◆ Written task
Set down, word for word, the stretch of lines from the one containing "Task: indicate the bush" to the end of the records below.

◆ Information provided
• • • • • • •
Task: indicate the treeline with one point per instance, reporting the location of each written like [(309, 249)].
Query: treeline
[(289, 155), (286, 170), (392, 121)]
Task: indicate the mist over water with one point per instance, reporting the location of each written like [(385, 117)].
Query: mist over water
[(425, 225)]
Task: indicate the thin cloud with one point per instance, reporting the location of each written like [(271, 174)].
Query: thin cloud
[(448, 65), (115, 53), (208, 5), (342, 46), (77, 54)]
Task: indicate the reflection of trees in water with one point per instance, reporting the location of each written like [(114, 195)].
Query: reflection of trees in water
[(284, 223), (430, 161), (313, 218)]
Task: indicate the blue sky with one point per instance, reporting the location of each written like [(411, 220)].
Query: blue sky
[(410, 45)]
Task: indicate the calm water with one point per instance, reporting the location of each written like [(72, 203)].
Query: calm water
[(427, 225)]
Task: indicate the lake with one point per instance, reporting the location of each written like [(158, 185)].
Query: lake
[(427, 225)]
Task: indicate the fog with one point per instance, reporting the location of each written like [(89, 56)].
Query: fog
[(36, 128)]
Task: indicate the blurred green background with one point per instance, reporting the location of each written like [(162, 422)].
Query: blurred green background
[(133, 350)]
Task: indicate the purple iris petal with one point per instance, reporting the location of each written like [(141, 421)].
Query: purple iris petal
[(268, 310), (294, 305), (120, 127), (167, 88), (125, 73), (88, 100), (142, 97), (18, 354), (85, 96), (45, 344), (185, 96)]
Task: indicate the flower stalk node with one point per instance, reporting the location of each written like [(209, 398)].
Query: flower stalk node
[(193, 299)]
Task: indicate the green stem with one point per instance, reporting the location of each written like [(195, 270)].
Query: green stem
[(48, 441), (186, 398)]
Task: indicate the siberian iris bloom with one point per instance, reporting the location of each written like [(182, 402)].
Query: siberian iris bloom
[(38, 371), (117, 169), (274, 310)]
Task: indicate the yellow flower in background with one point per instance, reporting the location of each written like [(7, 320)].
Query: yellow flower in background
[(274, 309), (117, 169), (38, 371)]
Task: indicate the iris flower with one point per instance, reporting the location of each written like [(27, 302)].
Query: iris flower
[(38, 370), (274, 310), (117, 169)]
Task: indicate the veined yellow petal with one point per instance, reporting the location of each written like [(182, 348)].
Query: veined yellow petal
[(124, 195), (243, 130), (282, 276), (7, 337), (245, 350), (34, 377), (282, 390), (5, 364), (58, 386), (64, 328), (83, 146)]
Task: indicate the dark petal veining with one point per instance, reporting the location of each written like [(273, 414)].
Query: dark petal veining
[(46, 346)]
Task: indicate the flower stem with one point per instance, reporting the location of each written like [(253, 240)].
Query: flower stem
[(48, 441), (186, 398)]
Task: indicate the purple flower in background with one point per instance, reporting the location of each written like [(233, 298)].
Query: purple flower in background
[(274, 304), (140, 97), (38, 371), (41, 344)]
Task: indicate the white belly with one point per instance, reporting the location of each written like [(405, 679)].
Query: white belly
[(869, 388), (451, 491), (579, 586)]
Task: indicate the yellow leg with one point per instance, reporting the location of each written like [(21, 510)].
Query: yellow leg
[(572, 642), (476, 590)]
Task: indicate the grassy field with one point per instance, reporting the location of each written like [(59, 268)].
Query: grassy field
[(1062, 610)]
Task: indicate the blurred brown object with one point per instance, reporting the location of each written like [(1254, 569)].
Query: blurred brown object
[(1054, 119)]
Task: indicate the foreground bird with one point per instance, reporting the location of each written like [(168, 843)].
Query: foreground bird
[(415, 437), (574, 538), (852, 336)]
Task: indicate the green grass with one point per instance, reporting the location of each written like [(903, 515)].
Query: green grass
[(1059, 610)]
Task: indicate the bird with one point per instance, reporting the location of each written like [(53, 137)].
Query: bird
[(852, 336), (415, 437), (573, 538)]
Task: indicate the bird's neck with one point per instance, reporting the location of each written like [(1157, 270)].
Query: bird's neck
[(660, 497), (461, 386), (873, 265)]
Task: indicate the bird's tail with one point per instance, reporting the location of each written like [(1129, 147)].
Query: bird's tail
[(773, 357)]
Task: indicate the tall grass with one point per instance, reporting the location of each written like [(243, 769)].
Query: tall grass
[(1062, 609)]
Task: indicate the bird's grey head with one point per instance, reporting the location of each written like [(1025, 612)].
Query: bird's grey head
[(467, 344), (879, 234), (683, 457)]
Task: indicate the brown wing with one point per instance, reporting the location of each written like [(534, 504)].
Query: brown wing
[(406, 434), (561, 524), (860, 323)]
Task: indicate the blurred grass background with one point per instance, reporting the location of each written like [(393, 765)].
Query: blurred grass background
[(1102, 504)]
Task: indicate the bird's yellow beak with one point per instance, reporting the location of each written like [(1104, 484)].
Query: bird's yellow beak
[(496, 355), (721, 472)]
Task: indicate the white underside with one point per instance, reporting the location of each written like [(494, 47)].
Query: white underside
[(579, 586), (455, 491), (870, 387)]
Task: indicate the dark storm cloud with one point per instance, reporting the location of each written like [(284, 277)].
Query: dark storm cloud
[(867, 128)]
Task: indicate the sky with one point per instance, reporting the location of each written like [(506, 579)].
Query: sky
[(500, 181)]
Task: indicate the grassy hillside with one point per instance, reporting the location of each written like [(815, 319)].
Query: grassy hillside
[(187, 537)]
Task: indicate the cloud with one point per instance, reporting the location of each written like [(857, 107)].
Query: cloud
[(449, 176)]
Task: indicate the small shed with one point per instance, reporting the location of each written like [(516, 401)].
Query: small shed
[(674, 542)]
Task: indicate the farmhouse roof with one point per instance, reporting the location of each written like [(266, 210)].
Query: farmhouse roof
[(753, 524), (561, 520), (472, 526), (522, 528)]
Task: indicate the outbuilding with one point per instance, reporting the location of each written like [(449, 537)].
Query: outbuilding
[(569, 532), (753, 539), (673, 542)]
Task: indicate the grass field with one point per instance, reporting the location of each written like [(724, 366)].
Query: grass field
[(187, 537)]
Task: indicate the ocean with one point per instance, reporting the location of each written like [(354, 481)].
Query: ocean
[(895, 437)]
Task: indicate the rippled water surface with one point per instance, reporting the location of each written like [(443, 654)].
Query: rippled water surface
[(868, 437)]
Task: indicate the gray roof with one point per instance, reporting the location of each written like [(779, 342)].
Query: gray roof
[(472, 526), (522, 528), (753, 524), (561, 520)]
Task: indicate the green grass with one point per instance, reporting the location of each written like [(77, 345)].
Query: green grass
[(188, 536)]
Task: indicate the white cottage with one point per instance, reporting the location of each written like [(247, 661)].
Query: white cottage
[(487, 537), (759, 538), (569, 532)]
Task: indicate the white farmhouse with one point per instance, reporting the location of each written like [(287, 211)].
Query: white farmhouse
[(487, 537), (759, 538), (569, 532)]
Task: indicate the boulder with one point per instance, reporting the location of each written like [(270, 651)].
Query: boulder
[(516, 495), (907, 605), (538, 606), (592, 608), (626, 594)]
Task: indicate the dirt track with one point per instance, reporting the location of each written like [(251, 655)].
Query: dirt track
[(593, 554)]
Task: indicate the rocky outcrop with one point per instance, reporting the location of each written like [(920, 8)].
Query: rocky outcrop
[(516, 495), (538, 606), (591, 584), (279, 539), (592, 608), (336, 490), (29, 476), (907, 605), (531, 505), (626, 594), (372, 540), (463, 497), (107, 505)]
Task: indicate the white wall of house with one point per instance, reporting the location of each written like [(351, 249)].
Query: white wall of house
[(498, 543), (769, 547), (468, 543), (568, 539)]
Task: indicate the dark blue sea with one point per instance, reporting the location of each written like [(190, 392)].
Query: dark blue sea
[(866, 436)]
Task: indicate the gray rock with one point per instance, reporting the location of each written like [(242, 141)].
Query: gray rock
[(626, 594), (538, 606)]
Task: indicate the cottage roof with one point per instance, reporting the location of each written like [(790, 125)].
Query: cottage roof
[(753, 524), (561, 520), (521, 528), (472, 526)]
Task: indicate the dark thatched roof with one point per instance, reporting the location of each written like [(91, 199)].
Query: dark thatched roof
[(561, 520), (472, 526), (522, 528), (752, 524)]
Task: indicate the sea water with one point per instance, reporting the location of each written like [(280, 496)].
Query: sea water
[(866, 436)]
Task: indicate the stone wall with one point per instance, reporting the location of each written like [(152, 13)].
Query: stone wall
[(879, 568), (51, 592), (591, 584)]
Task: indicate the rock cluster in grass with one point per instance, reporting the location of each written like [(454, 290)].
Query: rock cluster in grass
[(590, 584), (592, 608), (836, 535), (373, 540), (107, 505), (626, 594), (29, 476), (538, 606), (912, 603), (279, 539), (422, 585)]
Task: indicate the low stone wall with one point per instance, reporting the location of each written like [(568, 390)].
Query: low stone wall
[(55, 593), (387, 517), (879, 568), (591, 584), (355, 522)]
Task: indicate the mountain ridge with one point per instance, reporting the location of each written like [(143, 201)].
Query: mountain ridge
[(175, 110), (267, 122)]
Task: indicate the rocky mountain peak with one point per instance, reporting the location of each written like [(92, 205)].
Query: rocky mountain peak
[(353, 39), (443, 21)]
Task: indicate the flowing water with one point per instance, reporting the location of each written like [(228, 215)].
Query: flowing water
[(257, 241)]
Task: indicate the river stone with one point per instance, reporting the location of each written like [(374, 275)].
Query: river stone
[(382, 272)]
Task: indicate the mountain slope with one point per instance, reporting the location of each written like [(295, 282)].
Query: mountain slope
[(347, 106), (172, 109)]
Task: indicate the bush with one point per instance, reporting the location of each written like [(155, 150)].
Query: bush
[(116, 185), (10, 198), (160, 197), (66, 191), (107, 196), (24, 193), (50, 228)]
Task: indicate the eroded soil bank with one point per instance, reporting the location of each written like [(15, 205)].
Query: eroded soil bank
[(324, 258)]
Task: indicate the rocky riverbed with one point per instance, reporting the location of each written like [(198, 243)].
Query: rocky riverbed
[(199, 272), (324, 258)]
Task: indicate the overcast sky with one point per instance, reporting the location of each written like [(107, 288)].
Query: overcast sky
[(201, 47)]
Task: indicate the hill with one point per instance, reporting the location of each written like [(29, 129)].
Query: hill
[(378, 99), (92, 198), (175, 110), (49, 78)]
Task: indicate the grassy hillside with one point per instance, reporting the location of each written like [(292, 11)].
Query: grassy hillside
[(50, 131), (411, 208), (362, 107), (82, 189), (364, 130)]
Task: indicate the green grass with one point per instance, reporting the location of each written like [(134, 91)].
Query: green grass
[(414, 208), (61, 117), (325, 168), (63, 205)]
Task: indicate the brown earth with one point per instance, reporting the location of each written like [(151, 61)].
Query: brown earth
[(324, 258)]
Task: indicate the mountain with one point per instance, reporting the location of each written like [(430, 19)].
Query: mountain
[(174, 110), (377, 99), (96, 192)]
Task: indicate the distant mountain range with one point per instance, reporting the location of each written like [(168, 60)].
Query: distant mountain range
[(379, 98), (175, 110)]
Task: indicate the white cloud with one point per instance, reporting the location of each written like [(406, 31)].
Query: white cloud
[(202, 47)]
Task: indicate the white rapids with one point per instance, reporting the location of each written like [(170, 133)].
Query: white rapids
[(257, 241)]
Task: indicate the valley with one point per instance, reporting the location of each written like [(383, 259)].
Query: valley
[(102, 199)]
• • • • • • •
◆ Full output
Task: indicate the bush with one point per instance, reporting the location of each written like [(155, 150)].
Query: bush
[(116, 185), (10, 198), (160, 197), (66, 191), (107, 196), (24, 193), (50, 228)]
Task: indicate the eroded soil bank with one point per instance, reporting the location of each written like [(15, 205)].
Query: eroded soil bank
[(324, 258)]
Task: indicate the rocky riverbed with one point per instance, reporting the location of each written like [(198, 243)].
Query: rocky riverbed
[(199, 272), (324, 258)]
Task: indicate the overcast sky with one point per instance, reporting the location of each written like [(107, 288)].
Query: overcast sky
[(201, 47)]
Task: indicate the hill with one point per instance, reporting the location of each written like [(29, 129)].
Query: hill
[(378, 99), (92, 198), (175, 110), (49, 78)]
Task: indicate the grassy hillside with one point per instance, reporting the location of each written like [(292, 11)].
Query: grassy hillside
[(50, 131), (411, 208), (362, 107), (82, 189), (364, 130)]
Task: indicate the green grass with one point per instance, reporting the location of each written like [(134, 91)].
Query: green grass
[(414, 208), (61, 117), (325, 168), (63, 205)]
Task: indicate the brown earth with one point per instance, reporting the location of each written like [(151, 61)].
Query: brown earth
[(324, 258)]
Task: indicate the mountain with one point per instance, reporting the location of each written like [(430, 19)].
Query: mountain
[(174, 110), (377, 99), (96, 192)]
Task: indicate the distant mountain range with one point per instance, reporting the location of each written like [(168, 60)].
Query: distant mountain range
[(379, 98), (175, 110)]
Task: indicate the white cloud with one point per instance, reporting the location of each written like [(406, 31)].
Query: white cloud
[(202, 47)]
Task: indicate the white rapids with one point per instance, reporting the location of each written like [(170, 133)].
Query: white rapids
[(257, 241)]
Task: indicate the valley with one point per instance, reporting the location of each written like [(383, 259)].
Query: valley
[(102, 199)]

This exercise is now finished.